## Task goal
Reproduce all of the records below verbatim, line by line.

## Records for processing
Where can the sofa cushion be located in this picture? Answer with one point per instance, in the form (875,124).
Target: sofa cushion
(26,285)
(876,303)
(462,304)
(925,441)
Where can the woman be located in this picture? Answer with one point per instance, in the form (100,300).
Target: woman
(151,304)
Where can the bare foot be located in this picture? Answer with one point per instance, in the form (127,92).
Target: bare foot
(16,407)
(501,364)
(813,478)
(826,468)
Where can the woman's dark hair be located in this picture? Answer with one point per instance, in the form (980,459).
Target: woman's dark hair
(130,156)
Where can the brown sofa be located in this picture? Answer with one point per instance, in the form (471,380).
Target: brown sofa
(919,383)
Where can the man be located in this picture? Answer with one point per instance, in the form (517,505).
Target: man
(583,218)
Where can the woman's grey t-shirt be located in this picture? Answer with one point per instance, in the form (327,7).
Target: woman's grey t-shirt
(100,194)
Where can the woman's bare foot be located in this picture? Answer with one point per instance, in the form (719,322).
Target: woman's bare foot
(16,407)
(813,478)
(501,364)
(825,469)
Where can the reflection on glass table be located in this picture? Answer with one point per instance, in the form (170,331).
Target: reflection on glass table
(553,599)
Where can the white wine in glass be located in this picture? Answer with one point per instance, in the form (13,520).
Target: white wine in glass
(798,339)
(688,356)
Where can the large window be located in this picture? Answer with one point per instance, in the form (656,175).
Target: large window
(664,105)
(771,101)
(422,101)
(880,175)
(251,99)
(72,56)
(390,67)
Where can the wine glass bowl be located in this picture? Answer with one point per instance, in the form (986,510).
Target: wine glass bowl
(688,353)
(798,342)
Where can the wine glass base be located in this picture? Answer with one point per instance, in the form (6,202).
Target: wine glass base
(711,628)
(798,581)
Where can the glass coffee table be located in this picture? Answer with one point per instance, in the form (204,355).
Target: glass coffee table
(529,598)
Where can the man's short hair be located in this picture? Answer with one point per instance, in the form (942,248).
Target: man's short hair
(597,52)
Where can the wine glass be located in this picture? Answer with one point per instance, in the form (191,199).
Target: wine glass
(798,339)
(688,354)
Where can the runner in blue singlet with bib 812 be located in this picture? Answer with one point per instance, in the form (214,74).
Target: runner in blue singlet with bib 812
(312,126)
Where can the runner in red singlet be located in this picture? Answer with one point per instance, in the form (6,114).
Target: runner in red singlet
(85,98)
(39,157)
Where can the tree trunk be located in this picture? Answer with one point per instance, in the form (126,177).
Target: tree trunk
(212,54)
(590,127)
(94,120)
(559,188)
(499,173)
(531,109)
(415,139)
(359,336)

## Result
Where can the sofa cushion be located in this picture? Answer with one point per instance, in the form (875,124).
Target: sofa cushion
(26,285)
(876,303)
(462,304)
(925,441)
Where can the woman be located in this picture? Answer with one point per instance, in the form (100,300).
Target: woman
(151,304)
Where can the bare foot be located in this picture? Answer with one point per instance, in the form (127,92).
Target: bare foot
(16,407)
(501,364)
(813,478)
(826,468)
Where can the woman's dark hair be located in this picture? Answer with one point per instance, in the form (980,459).
Target: woman's dark hair
(130,156)
Where can the brown sofa be located in this picture? Answer with one point per instance, in the form (471,380).
Target: brown sofa
(919,383)
Where can the man be located in this picture? Answer with one point per instance, in the form (517,505).
Target: man
(583,218)
Where can the woman's grey t-shirt be located in this picture? Answer with one point per instance, in the form (327,7).
Target: woman's grey t-shirt
(100,194)
Where can the woman's bare foot be located in this picture? Answer with one point per instance, in the form (719,322).
Target: woman's bare foot
(16,407)
(813,478)
(501,364)
(825,469)
Where can the reflection on glass table be located in this picture? Answer with one point per instance, in the form (170,331).
Target: reflection on glass table
(553,599)
Where can the white wine in glass be located in this picture? Answer with one point per instance, in the form (13,520).
Target: white wine in glass
(798,339)
(688,356)
Where can the large window be located in this picture? Answer with one point per instance, in the form (656,175).
Target: large window
(664,105)
(771,101)
(422,101)
(880,175)
(251,99)
(72,56)
(390,67)
Where can the wine glass bowl be located in this picture? Answer with one point per instance, in the form (986,510).
Target: wine glass bowl
(688,353)
(798,342)
Where can the wine glass base be located in this picture? Answer with one point per instance, in the form (6,202).
Target: wine glass base
(711,628)
(798,581)
Where can the glass coffee table be located in this picture? Answer with one point per instance, in the form (204,355).
Target: glass coffee table
(529,598)
Where can the man's short hair be located in this picture? Answer with one point per instance, in the form (942,248).
Target: man's short hair
(597,52)
Where can the wine glass be located in this picture? Answer with one point per instance, in the form (191,199).
Target: wine glass
(798,339)
(688,354)
Where can the runner in blue singlet with bib 812 be located in this picture? Answer with one point per instance, in the form (214,74).
Target: runner in blue singlet with bib 812
(312,126)
Where can the runner in red singlet be located in this picture? Answer with one point per instance, in the form (6,114).
Target: runner in red singlet
(85,98)
(39,157)
Where can the tree trunk be located in this picture? Answer with one point per instance, in the form (126,177).
Target: tree trunk
(212,54)
(590,127)
(94,120)
(559,188)
(499,173)
(531,109)
(415,139)
(359,336)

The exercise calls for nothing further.